- **EXERCISE DATA**:

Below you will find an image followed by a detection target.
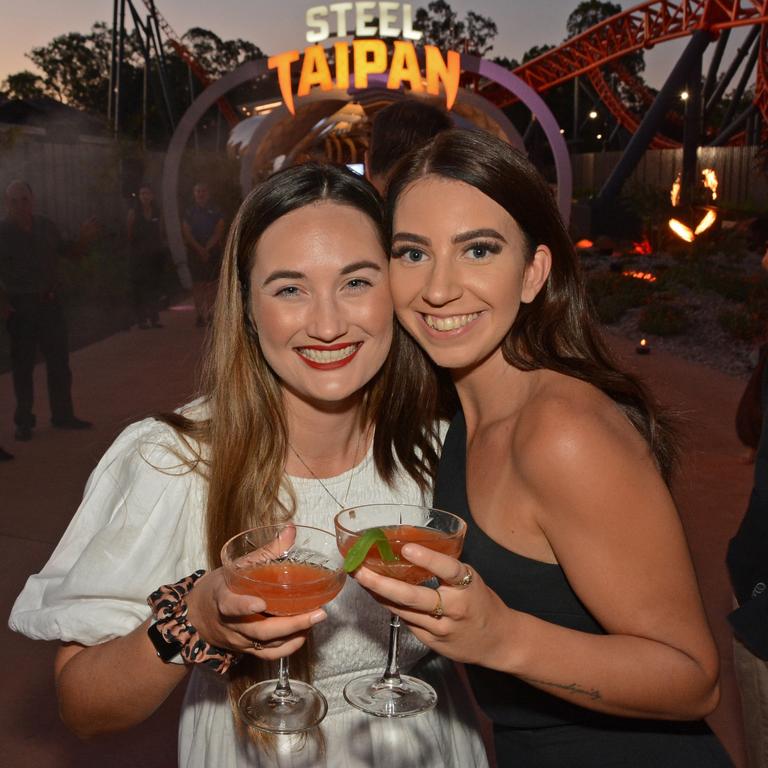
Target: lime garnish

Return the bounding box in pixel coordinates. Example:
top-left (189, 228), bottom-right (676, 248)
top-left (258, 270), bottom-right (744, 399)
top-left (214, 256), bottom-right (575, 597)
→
top-left (344, 528), bottom-right (398, 573)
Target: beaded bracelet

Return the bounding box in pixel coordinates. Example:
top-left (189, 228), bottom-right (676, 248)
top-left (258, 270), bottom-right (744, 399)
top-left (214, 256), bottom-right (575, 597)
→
top-left (147, 570), bottom-right (240, 675)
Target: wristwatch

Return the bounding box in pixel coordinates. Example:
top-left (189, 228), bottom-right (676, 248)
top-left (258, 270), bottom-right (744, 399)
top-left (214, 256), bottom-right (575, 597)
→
top-left (147, 621), bottom-right (184, 664)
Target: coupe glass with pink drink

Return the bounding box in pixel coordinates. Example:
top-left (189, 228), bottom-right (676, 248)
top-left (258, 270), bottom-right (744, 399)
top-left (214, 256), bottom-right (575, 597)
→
top-left (334, 504), bottom-right (467, 717)
top-left (221, 523), bottom-right (346, 733)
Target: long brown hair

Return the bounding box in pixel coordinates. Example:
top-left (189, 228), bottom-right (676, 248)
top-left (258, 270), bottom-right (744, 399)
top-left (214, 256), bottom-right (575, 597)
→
top-left (160, 163), bottom-right (438, 742)
top-left (387, 130), bottom-right (678, 483)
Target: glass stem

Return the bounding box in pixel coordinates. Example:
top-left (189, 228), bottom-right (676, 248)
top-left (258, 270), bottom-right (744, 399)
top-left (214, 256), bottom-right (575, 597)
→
top-left (272, 656), bottom-right (294, 701)
top-left (381, 616), bottom-right (400, 684)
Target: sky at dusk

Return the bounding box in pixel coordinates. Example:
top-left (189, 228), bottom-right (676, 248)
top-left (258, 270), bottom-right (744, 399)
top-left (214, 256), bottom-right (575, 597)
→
top-left (0, 0), bottom-right (752, 87)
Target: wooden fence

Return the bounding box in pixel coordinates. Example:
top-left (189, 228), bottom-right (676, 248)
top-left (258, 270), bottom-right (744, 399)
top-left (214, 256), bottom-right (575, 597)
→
top-left (571, 147), bottom-right (768, 210)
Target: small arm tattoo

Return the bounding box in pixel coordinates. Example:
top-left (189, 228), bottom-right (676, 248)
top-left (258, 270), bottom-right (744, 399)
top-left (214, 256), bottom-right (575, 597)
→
top-left (521, 677), bottom-right (603, 701)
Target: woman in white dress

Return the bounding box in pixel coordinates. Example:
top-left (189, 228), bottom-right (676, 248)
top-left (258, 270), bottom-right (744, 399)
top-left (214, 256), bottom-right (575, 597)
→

- **DIRECTIONS**: Copy out the lines from the one with "Target: wristwatch" through the one with "top-left (221, 523), bottom-right (346, 733)", including the requests, and give only those lines. In the answers, multiply each box coordinate by 0.35 and round to whole numbers, rounding halves up. Leave the numbers in the requests and in their sample boxes unchanged.

- **SOLUTION BELOW**:
Target: wristwatch

Return the bounding box in pixel coordinates. Example:
top-left (189, 228), bottom-right (676, 248)
top-left (258, 270), bottom-right (744, 399)
top-left (214, 256), bottom-right (575, 597)
→
top-left (51, 217), bottom-right (64, 232)
Target: coupe glass with pink drink

Return the bounding box in pixel coordinates. Example:
top-left (189, 228), bottom-right (676, 248)
top-left (258, 270), bottom-right (744, 399)
top-left (214, 256), bottom-right (575, 597)
→
top-left (117, 176), bottom-right (163, 251)
top-left (77, 183), bottom-right (121, 257)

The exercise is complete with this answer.